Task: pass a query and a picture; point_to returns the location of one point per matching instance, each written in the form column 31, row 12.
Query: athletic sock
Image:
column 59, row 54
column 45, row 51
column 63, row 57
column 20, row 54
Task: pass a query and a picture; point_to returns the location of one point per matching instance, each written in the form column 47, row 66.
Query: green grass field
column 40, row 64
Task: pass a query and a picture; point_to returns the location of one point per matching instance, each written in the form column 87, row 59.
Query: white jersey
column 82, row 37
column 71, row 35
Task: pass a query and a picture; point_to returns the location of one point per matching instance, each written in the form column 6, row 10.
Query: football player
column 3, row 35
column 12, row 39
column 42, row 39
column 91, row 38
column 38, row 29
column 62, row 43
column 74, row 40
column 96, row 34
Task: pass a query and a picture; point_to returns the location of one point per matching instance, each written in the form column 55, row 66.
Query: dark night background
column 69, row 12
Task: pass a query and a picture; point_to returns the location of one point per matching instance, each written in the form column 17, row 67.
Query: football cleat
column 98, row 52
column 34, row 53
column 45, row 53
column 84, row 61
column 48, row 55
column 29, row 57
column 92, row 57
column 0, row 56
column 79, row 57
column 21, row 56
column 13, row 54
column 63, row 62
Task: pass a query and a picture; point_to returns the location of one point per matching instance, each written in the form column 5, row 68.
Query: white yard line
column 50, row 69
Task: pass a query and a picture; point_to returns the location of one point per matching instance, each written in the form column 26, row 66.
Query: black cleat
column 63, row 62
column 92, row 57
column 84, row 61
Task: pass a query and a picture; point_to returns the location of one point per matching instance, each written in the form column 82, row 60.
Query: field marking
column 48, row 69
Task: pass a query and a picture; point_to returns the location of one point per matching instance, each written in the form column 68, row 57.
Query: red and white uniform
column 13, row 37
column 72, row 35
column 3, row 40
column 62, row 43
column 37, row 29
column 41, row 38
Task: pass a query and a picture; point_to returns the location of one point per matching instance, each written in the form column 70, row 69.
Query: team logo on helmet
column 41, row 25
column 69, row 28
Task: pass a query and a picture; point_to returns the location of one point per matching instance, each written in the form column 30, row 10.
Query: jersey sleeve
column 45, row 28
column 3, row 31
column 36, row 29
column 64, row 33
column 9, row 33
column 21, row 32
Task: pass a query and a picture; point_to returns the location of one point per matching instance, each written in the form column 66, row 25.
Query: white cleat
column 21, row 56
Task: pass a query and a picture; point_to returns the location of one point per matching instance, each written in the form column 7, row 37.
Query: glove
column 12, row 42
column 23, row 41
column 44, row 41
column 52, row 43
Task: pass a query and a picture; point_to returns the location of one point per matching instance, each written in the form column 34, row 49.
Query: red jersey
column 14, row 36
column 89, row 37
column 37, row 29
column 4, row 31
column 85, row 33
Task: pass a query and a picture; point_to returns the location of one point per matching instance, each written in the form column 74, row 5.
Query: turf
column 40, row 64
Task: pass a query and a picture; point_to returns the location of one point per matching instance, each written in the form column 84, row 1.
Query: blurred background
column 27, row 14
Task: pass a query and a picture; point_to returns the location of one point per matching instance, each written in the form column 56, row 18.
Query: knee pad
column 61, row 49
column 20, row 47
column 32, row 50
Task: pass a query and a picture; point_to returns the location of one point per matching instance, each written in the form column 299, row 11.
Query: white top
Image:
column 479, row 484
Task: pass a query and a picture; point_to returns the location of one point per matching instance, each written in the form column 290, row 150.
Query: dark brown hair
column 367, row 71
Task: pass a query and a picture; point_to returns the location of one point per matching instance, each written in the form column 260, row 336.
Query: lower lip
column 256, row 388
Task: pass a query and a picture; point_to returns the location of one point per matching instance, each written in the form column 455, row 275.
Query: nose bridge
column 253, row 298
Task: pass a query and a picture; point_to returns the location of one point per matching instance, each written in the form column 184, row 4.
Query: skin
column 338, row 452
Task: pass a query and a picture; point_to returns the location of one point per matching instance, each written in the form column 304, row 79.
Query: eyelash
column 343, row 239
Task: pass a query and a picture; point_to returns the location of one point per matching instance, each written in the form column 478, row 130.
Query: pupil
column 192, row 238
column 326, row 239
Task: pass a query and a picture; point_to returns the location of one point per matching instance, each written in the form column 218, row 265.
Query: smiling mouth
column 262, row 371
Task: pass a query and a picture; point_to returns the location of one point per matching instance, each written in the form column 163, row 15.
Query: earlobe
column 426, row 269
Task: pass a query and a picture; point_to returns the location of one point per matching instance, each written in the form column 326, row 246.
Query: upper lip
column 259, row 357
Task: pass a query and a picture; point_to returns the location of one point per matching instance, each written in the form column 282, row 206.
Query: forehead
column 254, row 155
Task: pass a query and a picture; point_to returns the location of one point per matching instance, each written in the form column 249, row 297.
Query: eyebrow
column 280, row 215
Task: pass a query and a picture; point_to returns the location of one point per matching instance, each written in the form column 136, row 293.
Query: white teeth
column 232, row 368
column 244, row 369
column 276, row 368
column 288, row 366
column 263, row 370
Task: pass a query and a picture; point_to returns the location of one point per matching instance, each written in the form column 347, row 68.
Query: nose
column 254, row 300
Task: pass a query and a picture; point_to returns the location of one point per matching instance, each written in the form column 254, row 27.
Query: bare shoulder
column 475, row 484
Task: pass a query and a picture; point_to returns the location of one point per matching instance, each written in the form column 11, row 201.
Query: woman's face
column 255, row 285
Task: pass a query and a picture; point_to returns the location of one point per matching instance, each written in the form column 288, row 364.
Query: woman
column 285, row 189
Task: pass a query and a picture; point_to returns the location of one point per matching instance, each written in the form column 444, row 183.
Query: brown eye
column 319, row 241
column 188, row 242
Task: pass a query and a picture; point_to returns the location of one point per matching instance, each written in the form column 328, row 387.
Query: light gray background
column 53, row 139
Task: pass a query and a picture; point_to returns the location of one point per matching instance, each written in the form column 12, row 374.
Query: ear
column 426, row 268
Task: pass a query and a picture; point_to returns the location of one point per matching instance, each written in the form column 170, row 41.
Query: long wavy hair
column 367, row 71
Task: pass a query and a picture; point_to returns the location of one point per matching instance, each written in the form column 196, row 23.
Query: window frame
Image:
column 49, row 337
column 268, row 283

◆ **What you are asked to do**:
Lines wanted from the listing above: the line with "87, row 59." up to and including the line with "17, row 67.". Please write them out exactly, adding nothing else.

◆ **Written solution**:
Task: pass a query and a picture; point_to returns the location of one point per matching instance, each written in the form column 87, row 59.
Query: white jersey
column 82, row 37
column 71, row 35
Task: pass a query and a picture; point_to returns the location of one point per matching instance, each written in the form column 6, row 10.
Query: football player
column 3, row 35
column 12, row 39
column 42, row 39
column 91, row 38
column 38, row 29
column 62, row 43
column 74, row 40
column 96, row 34
Task: pass a query and a picture; point_to returns the location of one point per matching instance, each written in the form column 55, row 66.
Query: dark night background
column 69, row 12
Task: pass a query and a picture; point_to returns the location of one point per matching instance, each written in the form column 17, row 67.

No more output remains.